DO THIS = Locate the line that contains "of the forehead". Reproduce it and all following lines up to the end of the material, exactly and with nothing added.

MATERIAL FOR THE TASK =
**********

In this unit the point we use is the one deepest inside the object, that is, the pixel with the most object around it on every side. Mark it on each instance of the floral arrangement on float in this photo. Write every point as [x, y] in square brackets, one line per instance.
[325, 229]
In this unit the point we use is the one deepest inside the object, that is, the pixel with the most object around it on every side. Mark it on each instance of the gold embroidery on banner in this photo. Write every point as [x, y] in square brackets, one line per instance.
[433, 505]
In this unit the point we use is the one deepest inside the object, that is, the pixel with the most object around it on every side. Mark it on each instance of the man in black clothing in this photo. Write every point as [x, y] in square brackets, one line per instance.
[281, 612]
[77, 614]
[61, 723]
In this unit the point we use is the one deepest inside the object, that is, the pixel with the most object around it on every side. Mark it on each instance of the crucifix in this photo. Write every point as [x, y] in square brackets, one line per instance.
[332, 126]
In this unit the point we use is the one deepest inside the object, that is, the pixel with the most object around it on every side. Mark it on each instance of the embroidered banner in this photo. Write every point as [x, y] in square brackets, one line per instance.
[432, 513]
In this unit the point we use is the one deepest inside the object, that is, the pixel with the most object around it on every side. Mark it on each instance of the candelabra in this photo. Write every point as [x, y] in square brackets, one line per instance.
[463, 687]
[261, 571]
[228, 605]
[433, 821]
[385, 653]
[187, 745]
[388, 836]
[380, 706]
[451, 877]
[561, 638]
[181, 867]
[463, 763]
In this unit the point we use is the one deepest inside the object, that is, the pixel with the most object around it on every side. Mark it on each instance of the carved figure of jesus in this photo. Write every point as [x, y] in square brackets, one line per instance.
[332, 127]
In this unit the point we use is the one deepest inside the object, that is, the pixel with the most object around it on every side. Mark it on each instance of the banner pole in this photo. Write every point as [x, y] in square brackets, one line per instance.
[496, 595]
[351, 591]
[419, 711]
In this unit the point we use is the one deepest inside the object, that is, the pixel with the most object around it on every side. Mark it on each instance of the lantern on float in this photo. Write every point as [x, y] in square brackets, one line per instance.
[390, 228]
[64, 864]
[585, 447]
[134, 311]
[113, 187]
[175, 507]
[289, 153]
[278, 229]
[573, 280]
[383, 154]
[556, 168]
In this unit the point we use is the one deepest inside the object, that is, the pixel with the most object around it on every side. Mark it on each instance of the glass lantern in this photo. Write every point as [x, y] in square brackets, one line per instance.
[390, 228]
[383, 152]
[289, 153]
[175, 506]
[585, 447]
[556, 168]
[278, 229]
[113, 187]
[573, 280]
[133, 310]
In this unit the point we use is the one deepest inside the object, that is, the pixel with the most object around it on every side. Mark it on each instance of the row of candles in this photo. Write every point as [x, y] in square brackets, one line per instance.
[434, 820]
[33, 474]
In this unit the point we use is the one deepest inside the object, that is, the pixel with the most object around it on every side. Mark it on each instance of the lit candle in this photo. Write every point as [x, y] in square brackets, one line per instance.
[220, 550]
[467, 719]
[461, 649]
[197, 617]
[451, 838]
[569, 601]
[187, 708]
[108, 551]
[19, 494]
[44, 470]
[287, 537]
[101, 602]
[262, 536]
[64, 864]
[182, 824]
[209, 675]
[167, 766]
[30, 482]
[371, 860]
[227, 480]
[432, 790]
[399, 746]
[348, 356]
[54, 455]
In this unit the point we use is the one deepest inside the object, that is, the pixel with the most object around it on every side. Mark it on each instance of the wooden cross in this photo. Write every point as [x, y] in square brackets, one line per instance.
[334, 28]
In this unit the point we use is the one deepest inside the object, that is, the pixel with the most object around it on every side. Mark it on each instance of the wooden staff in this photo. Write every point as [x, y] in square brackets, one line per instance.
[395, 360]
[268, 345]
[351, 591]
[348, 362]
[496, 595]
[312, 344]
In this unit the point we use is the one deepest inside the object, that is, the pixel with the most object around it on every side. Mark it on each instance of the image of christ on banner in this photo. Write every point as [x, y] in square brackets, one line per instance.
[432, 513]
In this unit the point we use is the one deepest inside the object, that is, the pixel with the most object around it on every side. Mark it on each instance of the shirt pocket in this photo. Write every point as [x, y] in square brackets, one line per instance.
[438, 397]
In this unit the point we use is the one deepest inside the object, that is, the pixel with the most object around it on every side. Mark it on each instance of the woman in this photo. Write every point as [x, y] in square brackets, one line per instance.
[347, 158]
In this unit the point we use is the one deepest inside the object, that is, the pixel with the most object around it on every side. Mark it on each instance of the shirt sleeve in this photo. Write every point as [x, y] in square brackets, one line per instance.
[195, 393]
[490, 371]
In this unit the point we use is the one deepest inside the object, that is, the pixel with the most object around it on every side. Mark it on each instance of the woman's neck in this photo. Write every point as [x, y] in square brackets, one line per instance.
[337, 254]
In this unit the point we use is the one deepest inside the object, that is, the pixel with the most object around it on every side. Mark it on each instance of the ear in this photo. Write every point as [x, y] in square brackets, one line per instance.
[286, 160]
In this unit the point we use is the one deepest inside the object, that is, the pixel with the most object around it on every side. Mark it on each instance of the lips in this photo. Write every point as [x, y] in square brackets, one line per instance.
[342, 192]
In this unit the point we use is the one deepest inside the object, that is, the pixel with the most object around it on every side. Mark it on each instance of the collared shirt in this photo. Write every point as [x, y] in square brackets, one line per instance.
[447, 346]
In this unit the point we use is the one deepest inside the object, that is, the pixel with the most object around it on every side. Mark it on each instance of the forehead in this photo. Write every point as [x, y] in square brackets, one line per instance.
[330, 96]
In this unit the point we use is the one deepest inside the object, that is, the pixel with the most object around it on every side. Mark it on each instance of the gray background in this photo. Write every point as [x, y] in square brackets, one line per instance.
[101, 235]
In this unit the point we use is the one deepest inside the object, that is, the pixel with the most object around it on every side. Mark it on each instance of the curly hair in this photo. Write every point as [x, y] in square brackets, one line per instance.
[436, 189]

**********

TASK RESPONSE =
In this unit the point we use is the one deepest inside the object, that is, the pixel with the most object around it on every side. Mark it on each instance of the forehead in this photo. Write every point as [x, y] in square brackets, one line per instance.
[330, 96]
In this unit the point we use is the one deepest inside the object, that is, the pixel with the most object around it on every side. Mark it on each instance of the gray background in this photo. Write every point as [x, y] in square brackets, one line per instance.
[101, 235]
In this unit the point we use is the one deepest inside the object, that is, the pixel with the most object around it on every side. Mark it on each instance of the curly hair in this photo. Write every point as [x, y] in square brackets, one line per instance.
[436, 189]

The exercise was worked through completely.